*What the task asks*:
Copy out all of the entries below line for line, leaving out any picture.
** BEGIN Material provided **
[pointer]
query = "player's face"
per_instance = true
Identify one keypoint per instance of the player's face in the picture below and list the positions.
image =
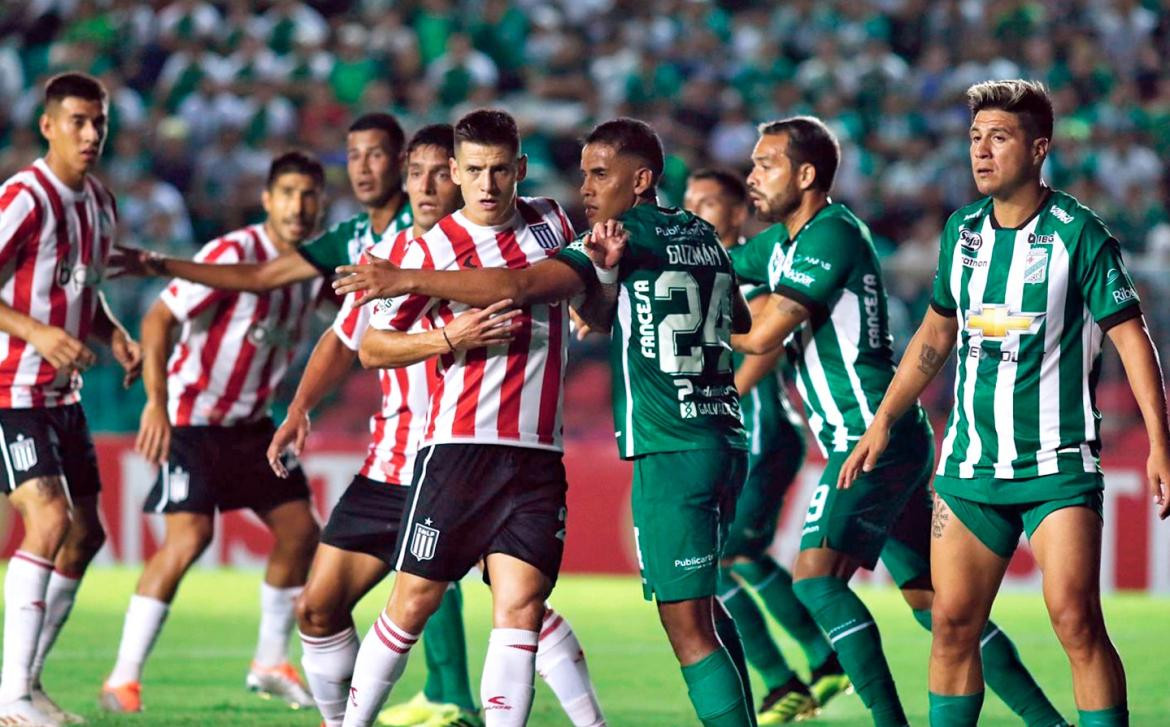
(433, 193)
(293, 204)
(611, 182)
(488, 175)
(1003, 158)
(75, 129)
(373, 165)
(772, 183)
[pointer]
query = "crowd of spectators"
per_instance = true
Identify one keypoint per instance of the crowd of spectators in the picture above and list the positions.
(205, 91)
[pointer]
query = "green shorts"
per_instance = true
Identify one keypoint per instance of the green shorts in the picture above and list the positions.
(999, 526)
(682, 503)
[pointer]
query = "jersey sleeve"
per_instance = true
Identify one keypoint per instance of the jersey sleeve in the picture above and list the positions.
** END Material provided **
*Final result*:
[pointer]
query = "player's face"
per_instance = true
Identify one keypoint per instance of the player's face in the picture below and list the positions.
image =
(433, 193)
(293, 204)
(611, 182)
(488, 175)
(1003, 158)
(75, 129)
(373, 165)
(772, 183)
[pointer]
query = "crowd of spectators"
per_instance = true
Identify one keypoint per instance of the crowd of spectators in the picture above and list the positions.
(205, 91)
[pointer]
query = "green shorts"
per_instance = true
Identify one keypoint per instance of the green shorts in the picture above and list the positions.
(999, 526)
(682, 503)
[pointer]
query = "jersey sleeve"
per_instance = true
Identify one keypoint per instance of the jersey sleeve in the picture above and list the positions.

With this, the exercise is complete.